*** Begin section ***

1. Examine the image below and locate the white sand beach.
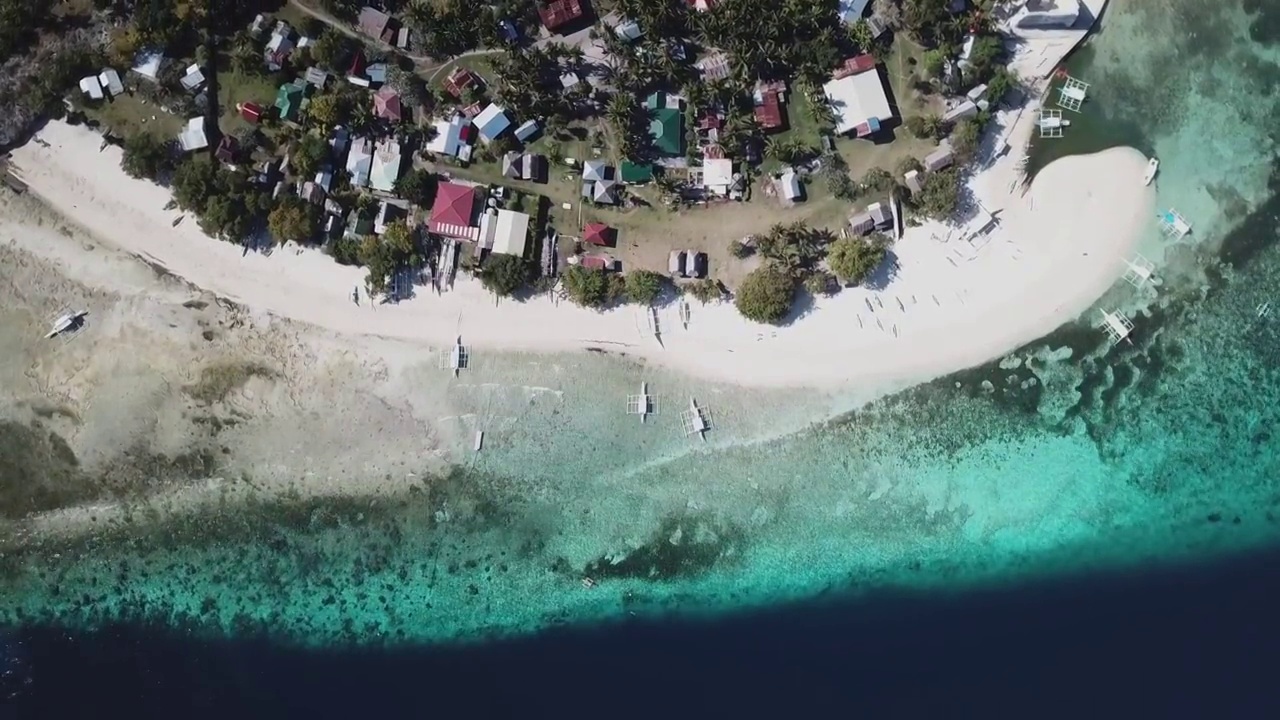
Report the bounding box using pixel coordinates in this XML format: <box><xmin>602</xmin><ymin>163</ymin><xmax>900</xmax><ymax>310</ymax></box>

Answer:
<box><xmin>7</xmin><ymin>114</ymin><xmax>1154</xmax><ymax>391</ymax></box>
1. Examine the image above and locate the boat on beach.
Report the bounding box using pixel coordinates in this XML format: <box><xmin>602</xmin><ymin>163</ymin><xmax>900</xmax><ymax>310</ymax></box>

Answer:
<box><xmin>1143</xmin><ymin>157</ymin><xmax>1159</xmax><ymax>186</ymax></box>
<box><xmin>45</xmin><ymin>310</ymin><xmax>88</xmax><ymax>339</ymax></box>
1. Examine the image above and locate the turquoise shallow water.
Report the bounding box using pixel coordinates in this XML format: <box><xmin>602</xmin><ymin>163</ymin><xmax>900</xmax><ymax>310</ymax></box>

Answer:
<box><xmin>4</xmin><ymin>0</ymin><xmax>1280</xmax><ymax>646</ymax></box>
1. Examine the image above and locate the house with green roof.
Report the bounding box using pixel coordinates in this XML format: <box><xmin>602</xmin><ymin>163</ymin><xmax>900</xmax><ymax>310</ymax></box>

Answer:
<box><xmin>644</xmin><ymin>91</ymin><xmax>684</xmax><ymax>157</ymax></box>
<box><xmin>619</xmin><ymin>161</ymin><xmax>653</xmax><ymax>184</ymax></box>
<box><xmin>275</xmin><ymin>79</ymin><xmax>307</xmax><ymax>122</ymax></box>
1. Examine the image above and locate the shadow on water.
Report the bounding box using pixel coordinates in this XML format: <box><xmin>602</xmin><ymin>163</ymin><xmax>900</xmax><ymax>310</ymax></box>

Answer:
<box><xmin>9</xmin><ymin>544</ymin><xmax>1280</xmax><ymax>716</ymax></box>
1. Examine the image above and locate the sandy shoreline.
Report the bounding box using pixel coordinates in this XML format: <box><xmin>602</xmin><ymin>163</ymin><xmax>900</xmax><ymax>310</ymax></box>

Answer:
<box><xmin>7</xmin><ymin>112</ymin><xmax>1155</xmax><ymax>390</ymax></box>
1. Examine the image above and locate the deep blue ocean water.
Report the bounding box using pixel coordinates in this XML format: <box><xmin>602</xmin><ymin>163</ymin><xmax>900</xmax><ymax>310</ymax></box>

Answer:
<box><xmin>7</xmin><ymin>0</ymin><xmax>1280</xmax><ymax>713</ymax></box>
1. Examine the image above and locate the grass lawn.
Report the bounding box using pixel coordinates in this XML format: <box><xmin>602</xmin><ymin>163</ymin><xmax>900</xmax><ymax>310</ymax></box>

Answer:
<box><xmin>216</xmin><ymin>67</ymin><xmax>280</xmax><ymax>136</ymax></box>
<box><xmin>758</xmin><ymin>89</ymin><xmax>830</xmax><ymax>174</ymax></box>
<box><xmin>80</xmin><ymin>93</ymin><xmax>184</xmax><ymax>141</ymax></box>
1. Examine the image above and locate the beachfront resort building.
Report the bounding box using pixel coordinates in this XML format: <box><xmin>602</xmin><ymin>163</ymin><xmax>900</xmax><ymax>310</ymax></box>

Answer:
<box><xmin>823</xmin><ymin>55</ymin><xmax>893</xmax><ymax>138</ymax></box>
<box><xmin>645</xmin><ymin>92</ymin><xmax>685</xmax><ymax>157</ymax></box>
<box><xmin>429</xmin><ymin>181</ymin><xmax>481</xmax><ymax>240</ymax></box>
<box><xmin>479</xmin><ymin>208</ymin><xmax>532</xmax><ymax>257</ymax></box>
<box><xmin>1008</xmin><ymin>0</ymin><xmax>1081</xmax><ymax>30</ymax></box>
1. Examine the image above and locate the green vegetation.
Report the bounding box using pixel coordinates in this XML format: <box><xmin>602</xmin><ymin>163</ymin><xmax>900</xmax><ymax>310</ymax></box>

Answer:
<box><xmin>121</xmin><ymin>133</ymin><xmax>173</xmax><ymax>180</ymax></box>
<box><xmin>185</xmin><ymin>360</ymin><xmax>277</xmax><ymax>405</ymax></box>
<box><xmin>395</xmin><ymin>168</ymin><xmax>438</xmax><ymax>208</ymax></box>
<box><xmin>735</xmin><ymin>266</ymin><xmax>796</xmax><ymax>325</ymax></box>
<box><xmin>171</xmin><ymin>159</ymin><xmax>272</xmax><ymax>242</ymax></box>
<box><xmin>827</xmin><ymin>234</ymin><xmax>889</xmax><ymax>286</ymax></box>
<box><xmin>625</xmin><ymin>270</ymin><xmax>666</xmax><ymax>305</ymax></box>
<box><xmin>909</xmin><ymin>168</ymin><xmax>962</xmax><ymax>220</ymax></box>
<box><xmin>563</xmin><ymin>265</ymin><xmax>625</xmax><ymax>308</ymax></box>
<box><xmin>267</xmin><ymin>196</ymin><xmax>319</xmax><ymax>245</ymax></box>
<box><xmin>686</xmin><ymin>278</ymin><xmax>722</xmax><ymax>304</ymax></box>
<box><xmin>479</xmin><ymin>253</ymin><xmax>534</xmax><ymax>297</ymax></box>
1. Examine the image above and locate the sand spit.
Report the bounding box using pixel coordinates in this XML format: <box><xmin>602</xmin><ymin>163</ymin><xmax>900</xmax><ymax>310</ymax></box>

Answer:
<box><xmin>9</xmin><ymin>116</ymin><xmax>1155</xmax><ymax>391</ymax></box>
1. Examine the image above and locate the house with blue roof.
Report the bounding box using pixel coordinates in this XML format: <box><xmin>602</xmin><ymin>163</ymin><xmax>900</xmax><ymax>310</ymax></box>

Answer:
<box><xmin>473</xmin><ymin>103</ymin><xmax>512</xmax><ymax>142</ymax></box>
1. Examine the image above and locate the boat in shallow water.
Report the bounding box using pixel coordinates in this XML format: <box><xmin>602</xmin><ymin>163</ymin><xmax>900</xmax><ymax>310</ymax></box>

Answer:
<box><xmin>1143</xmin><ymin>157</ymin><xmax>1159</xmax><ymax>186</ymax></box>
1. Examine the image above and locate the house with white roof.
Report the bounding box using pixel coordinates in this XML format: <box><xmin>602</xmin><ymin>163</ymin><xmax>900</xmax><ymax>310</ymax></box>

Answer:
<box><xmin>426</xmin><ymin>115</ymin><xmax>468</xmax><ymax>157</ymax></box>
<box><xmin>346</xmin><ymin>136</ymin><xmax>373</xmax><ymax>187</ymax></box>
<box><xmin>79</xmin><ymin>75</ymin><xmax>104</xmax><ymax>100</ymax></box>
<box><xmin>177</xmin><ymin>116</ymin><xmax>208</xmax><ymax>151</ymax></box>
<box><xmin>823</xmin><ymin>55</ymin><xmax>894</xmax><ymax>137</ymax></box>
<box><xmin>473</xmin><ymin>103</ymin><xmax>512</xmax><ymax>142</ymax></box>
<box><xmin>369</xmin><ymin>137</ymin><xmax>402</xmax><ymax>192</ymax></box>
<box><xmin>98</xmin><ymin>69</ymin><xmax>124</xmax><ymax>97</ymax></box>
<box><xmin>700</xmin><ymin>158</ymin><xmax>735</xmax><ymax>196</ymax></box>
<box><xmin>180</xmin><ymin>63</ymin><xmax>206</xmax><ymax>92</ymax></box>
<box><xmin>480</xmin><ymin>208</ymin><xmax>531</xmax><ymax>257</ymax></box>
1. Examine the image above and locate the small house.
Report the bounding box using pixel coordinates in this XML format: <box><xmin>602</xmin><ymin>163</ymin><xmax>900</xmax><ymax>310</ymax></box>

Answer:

*** End section ***

» **WHAT YOU HAVE TO DO**: Repeat the records word for word. Any picture in them should be left out.

» **OUTPUT OF THE EXERCISE**:
1. Examine the image below and locate the white sand beach.
Report the bounding box using pixel coordinates in this XML format: <box><xmin>602</xmin><ymin>163</ymin><xmax>900</xmax><ymax>310</ymax></box>

Answer:
<box><xmin>7</xmin><ymin>114</ymin><xmax>1154</xmax><ymax>391</ymax></box>
1. Examine the image above and locate the boat on beach.
Report the bounding box using pixel coordinates in this XML format: <box><xmin>602</xmin><ymin>163</ymin><xmax>900</xmax><ymax>310</ymax></box>

Answer:
<box><xmin>1143</xmin><ymin>157</ymin><xmax>1159</xmax><ymax>186</ymax></box>
<box><xmin>45</xmin><ymin>310</ymin><xmax>88</xmax><ymax>339</ymax></box>
1. Examine the image above and locate the turquoise shallow water.
Report the bounding box using pixel coordinates in this XML format: <box><xmin>602</xmin><ymin>163</ymin><xmax>900</xmax><ymax>310</ymax></box>

Answer:
<box><xmin>4</xmin><ymin>0</ymin><xmax>1280</xmax><ymax>646</ymax></box>
1. Examine the image above and locate the house with green roof.
Report the bounding box using pixel coordinates in this XML format: <box><xmin>602</xmin><ymin>163</ymin><xmax>900</xmax><ymax>310</ymax></box>

Answer:
<box><xmin>644</xmin><ymin>91</ymin><xmax>684</xmax><ymax>157</ymax></box>
<box><xmin>619</xmin><ymin>161</ymin><xmax>653</xmax><ymax>184</ymax></box>
<box><xmin>275</xmin><ymin>79</ymin><xmax>307</xmax><ymax>122</ymax></box>
1. Examine the image above and locate the shadow on water.
Report the bounding box using pixel coordinates in this XML format: <box><xmin>602</xmin><ymin>163</ymin><xmax>900</xmax><ymax>310</ymax></box>

Answer:
<box><xmin>9</xmin><ymin>544</ymin><xmax>1280</xmax><ymax>716</ymax></box>
1. Examine the image above and locate the sandy shoreline.
Report the bounding box using pixel coordinates in this XML format: <box><xmin>602</xmin><ymin>163</ymin><xmax>900</xmax><ymax>310</ymax></box>

Answer:
<box><xmin>7</xmin><ymin>112</ymin><xmax>1155</xmax><ymax>390</ymax></box>
1. Examine the image above and locate the deep blue ocean water.
Report the bounding box using pixel coordinates in this XML format: <box><xmin>602</xmin><ymin>163</ymin><xmax>900</xmax><ymax>310</ymax></box>

Answer:
<box><xmin>7</xmin><ymin>0</ymin><xmax>1280</xmax><ymax>713</ymax></box>
1. Examine the image above and locate the grass lawn.
Report the bounding box using pixel coordinates in this XML format: <box><xmin>602</xmin><ymin>163</ymin><xmax>900</xmax><ymax>310</ymax></box>

Answer:
<box><xmin>216</xmin><ymin>67</ymin><xmax>280</xmax><ymax>136</ymax></box>
<box><xmin>758</xmin><ymin>89</ymin><xmax>830</xmax><ymax>174</ymax></box>
<box><xmin>80</xmin><ymin>93</ymin><xmax>184</xmax><ymax>141</ymax></box>
1. Examine the image above and locate the beachfront resort building.
Report the bounding box using pixel coordinates in this XML format: <box><xmin>602</xmin><ymin>163</ymin><xmax>900</xmax><ymax>310</ymax></box>

Answer:
<box><xmin>823</xmin><ymin>55</ymin><xmax>893</xmax><ymax>138</ymax></box>
<box><xmin>645</xmin><ymin>92</ymin><xmax>685</xmax><ymax>157</ymax></box>
<box><xmin>429</xmin><ymin>181</ymin><xmax>481</xmax><ymax>240</ymax></box>
<box><xmin>479</xmin><ymin>208</ymin><xmax>532</xmax><ymax>257</ymax></box>
<box><xmin>1008</xmin><ymin>0</ymin><xmax>1081</xmax><ymax>30</ymax></box>
1. Examine the image above and locate the green vegetation.
Report the bounding box using pixel coordinates in this XML format: <box><xmin>602</xmin><ymin>163</ymin><xmax>900</xmax><ymax>310</ymax></box>

Answer:
<box><xmin>121</xmin><ymin>133</ymin><xmax>173</xmax><ymax>180</ymax></box>
<box><xmin>185</xmin><ymin>360</ymin><xmax>277</xmax><ymax>405</ymax></box>
<box><xmin>395</xmin><ymin>168</ymin><xmax>438</xmax><ymax>208</ymax></box>
<box><xmin>735</xmin><ymin>266</ymin><xmax>796</xmax><ymax>325</ymax></box>
<box><xmin>171</xmin><ymin>159</ymin><xmax>272</xmax><ymax>242</ymax></box>
<box><xmin>827</xmin><ymin>234</ymin><xmax>889</xmax><ymax>286</ymax></box>
<box><xmin>625</xmin><ymin>270</ymin><xmax>666</xmax><ymax>305</ymax></box>
<box><xmin>909</xmin><ymin>168</ymin><xmax>962</xmax><ymax>220</ymax></box>
<box><xmin>563</xmin><ymin>265</ymin><xmax>625</xmax><ymax>308</ymax></box>
<box><xmin>267</xmin><ymin>196</ymin><xmax>319</xmax><ymax>245</ymax></box>
<box><xmin>686</xmin><ymin>278</ymin><xmax>722</xmax><ymax>304</ymax></box>
<box><xmin>479</xmin><ymin>253</ymin><xmax>534</xmax><ymax>297</ymax></box>
1. Examine the image above and locate the sand spit.
Report the bounding box using pixel coordinates in this XML format: <box><xmin>602</xmin><ymin>163</ymin><xmax>900</xmax><ymax>310</ymax></box>

Answer:
<box><xmin>9</xmin><ymin>116</ymin><xmax>1155</xmax><ymax>391</ymax></box>
1. Examine the image above and locate the house with blue roof.
Report the bounding box using pixel coordinates in this XML format: <box><xmin>602</xmin><ymin>163</ymin><xmax>900</xmax><ymax>310</ymax></box>

Answer:
<box><xmin>473</xmin><ymin>103</ymin><xmax>512</xmax><ymax>142</ymax></box>
1. Examine the image above and locate the boat in shallow water.
Report the bounding box using pixel coordinates in this XML format: <box><xmin>602</xmin><ymin>163</ymin><xmax>900</xmax><ymax>310</ymax></box>

Answer:
<box><xmin>1143</xmin><ymin>157</ymin><xmax>1159</xmax><ymax>186</ymax></box>
1. Examine the image above and locate the house with white roof.
Report the bounding box using pixel coordinates in this XML format: <box><xmin>602</xmin><ymin>163</ymin><xmax>900</xmax><ymax>310</ymax></box>

Answer:
<box><xmin>426</xmin><ymin>115</ymin><xmax>468</xmax><ymax>157</ymax></box>
<box><xmin>346</xmin><ymin>136</ymin><xmax>373</xmax><ymax>187</ymax></box>
<box><xmin>79</xmin><ymin>75</ymin><xmax>104</xmax><ymax>100</ymax></box>
<box><xmin>177</xmin><ymin>116</ymin><xmax>208</xmax><ymax>151</ymax></box>
<box><xmin>823</xmin><ymin>55</ymin><xmax>894</xmax><ymax>137</ymax></box>
<box><xmin>473</xmin><ymin>103</ymin><xmax>512</xmax><ymax>142</ymax></box>
<box><xmin>369</xmin><ymin>137</ymin><xmax>402</xmax><ymax>192</ymax></box>
<box><xmin>98</xmin><ymin>69</ymin><xmax>124</xmax><ymax>97</ymax></box>
<box><xmin>700</xmin><ymin>158</ymin><xmax>735</xmax><ymax>196</ymax></box>
<box><xmin>180</xmin><ymin>63</ymin><xmax>206</xmax><ymax>92</ymax></box>
<box><xmin>480</xmin><ymin>208</ymin><xmax>531</xmax><ymax>257</ymax></box>
1. Examine the image above and locate the small house.
Report the bounding box using pixel coordinates in this XML format: <box><xmin>602</xmin><ymin>163</ymin><xmax>900</xmax><ymax>310</ymax></box>

Answer:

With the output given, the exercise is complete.